## Exercise directions:
Transcribe, word for word, everything in the entries below from the line containing "Ground-truth verification: the dog's chest" down to the line containing "125;86;344;248", including both of those lines.
[Provided material start]
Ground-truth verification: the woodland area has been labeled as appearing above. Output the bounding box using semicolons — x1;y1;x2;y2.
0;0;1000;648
[Provided material end]
[Provided material start]
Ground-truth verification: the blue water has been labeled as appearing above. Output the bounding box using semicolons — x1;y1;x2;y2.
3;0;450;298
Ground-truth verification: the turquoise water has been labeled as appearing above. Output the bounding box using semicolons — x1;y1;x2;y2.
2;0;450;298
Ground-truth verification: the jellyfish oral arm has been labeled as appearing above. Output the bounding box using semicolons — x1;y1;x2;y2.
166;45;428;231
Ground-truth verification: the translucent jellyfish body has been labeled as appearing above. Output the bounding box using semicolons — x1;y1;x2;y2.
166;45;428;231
[Provided material end]
[Provided material start]
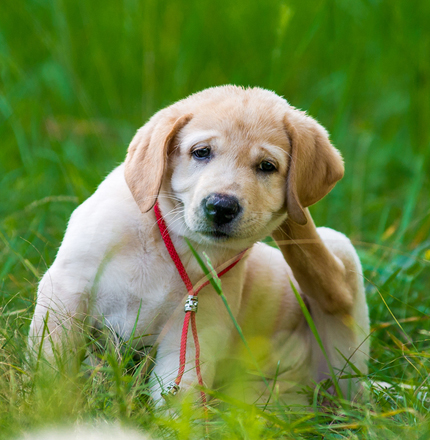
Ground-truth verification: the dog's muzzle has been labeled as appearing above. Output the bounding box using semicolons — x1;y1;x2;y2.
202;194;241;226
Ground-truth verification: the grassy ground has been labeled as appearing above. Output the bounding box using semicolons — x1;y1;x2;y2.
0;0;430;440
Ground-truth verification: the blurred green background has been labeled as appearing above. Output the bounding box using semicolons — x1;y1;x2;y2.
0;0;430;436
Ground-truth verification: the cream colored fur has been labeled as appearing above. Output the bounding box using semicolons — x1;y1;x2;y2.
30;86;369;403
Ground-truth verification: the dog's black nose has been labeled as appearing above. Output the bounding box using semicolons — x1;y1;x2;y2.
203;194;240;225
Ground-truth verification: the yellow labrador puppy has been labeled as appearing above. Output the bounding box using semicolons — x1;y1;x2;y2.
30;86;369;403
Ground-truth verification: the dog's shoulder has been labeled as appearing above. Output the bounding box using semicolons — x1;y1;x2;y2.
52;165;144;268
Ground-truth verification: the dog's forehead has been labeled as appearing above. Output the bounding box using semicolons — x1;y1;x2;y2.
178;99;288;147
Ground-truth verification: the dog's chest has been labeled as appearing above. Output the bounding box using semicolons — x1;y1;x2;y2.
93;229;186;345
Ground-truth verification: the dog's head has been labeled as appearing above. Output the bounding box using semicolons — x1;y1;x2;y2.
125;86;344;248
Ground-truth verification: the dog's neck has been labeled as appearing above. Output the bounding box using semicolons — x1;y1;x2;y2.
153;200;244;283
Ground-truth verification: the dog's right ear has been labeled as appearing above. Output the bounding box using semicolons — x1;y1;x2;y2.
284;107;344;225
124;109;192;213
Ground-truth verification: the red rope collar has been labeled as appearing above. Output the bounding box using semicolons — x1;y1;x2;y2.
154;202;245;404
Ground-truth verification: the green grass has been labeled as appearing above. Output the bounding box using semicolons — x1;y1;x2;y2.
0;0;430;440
[Provided material end]
## Written answer:
Ground-truth verification: the dog's chest has been labeled as appearing above. Output the bounding box using semicolons — x1;y1;x2;y2.
93;229;186;345
Ground-truth verification: the dog's head has been labeled as appearing above. Output the bounding box using semicolons — x1;y1;x2;y2.
125;86;344;248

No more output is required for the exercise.